■ **Problem to work on**
After finding the line that contains "# provide a point for each instance of the dry", give again that line and each one following it, exactly, until the records end.

Point localization data:
=== Begin Enclosure ===

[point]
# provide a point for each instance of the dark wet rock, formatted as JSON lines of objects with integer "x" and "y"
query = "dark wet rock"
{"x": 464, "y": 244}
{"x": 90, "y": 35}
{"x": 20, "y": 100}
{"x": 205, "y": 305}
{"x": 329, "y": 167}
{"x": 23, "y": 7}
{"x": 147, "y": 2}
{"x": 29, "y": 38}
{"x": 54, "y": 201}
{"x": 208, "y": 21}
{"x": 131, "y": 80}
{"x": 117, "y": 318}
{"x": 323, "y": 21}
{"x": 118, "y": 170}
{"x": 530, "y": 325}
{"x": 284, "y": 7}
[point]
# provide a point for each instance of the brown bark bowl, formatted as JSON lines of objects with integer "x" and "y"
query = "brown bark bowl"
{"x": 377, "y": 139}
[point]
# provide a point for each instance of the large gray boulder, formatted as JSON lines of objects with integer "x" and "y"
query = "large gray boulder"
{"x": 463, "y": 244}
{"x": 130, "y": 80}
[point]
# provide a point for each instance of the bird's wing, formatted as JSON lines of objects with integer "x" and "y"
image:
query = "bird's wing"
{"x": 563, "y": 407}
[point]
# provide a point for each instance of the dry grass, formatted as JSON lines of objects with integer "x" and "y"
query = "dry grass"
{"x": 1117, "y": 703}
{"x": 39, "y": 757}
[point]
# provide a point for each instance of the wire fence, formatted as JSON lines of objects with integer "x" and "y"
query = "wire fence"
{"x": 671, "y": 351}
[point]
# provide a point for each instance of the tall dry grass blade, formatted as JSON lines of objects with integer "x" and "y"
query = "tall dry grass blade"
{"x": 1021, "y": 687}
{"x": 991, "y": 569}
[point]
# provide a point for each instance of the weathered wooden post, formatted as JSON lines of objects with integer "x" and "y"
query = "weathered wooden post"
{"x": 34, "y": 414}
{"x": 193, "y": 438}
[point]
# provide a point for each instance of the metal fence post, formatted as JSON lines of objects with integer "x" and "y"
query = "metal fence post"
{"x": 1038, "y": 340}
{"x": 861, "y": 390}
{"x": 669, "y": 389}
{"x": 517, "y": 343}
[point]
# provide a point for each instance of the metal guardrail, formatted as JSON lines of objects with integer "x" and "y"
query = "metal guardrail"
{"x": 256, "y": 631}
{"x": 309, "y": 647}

=== End Enclosure ===

■ **Answer to this exercise**
# provide a point for each instance of the dry grass, formatted as JSON lines of objects with integer "x" and "y"
query = "dry grass"
{"x": 1117, "y": 703}
{"x": 39, "y": 757}
[point]
# provide a point for each instance of the wire fence, formatted as JSON lines of objects with integer "x" and "y"
query = "wire fence"
{"x": 671, "y": 351}
[point]
# provide a point for each instance of the tall dry grass blade, formatted as JSON lines of objects with integer "x" and "y"
query = "tall dry grass blade"
{"x": 1021, "y": 687}
{"x": 991, "y": 569}
[point]
# provide a point for each instance of the weathered wooden post, formatted as JSON lines of objects with integer "x" and "y"
query = "weathered wooden post"
{"x": 34, "y": 414}
{"x": 193, "y": 438}
[point]
# provide a point for each instance of the metal fence post, formatted as JSON lines of objects with integer "x" and "y"
query = "metal fence post"
{"x": 1038, "y": 340}
{"x": 861, "y": 390}
{"x": 669, "y": 389}
{"x": 517, "y": 343}
[point]
# provide a point for each instance of the metal guardrail, formatted as JSON lines of objects with integer "x" and "y"
query = "metal guardrail"
{"x": 256, "y": 631}
{"x": 309, "y": 647}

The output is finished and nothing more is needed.